══ ESTRATTO DEL DOCUMENTO ══
Ogni notte, decine, centinaia di droni partono dalla Russia per andare a bombardare l’Ucraina. Alla stessa ora, con le stesse modalità, altrettanti droni partono da basi ucraine per andare a bombardare obiettivi in Russia.
La guerra moderna si fa coi droni. Più del rumore dei carri armati che si avvicinano, chi vive nelle zone di guerra ha paura del sibilo che sente sulla propria testa, prodotto dalle piccole eliche di questi trepiedi volanti.
Armi, che portano morte e distruzione, come tutte le guerre. Ma le guerre si fanno anche per innovare. Il primo calcolatore meccanico nacque per l’esigenza di far arrivare con precisione i colpi di cannone sulle postazioni nemiche. Cioè per calcolare la posizione dei cannoni e la rotta dei proiettili. Da lì si è arrivati al computer, ai telefonini digitali, a internet.
Quindi dalla morte può nascere la vita, e così, per tornare ai droni, si può e si deve studiare come servirsene per scopi civili ed umanitari, insomma, a fin di bene.
Ieri si è fatto un esperimento fra l’ospedale Miulli di Acquaviva e un centro sanitario di Bari. Dal Miulli si è levato in volo un drone che ha portato un medicinale a Bari in appena 25 minuti. In ambulanza, a sirene spiegate, quindi alla massima velocità, fra ingorghi e deviazioni, ci sarebbe voluto almeno il doppio del tempo.
Un drone potrebbe trasportare in tempi record un organo da trapiantare, e salvare una vita. Finora hanno salvato solo le feste nuziali e portato distruzione. Ma mai dire mai.
═══
══ DATI FORNITI ══
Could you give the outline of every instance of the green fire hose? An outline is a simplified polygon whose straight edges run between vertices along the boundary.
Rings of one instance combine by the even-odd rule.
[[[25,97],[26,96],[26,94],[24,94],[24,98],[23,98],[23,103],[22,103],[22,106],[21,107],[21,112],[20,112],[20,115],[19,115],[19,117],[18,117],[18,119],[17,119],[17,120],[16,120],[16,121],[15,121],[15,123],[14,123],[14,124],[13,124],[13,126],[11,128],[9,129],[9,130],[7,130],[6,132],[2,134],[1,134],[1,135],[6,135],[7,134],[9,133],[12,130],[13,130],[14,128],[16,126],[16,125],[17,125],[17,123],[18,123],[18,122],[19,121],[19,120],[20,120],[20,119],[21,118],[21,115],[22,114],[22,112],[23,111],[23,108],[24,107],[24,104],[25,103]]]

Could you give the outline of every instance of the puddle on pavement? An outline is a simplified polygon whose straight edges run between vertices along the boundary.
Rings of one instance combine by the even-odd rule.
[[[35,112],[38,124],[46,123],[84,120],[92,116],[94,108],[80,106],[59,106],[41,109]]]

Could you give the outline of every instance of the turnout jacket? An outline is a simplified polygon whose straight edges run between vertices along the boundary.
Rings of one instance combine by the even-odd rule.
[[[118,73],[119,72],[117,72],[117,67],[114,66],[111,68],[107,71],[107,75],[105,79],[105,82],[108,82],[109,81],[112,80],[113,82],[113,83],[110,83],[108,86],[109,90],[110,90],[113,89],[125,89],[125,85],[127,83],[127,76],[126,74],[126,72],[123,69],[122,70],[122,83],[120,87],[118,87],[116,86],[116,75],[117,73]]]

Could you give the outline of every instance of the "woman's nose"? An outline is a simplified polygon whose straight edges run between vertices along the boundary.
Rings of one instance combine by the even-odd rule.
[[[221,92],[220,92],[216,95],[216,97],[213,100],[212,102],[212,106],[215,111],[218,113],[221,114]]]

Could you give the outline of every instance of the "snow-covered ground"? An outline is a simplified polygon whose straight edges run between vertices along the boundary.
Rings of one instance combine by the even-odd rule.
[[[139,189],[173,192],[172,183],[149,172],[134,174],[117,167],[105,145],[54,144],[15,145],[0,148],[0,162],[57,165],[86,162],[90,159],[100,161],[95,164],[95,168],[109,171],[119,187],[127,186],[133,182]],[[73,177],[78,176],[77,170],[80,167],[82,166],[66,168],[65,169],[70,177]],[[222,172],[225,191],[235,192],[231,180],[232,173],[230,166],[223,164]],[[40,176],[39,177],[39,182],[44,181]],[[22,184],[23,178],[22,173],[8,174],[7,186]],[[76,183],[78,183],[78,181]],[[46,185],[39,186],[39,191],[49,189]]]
═══
ATTIVITÀ. Nel testo sui droni, quanto tempo ha impiegato il drone partito dall'ospedale Miulli di Acquaviva per portare il medicinale a Bari?

SOLUZIONE. Appena 25 minuti.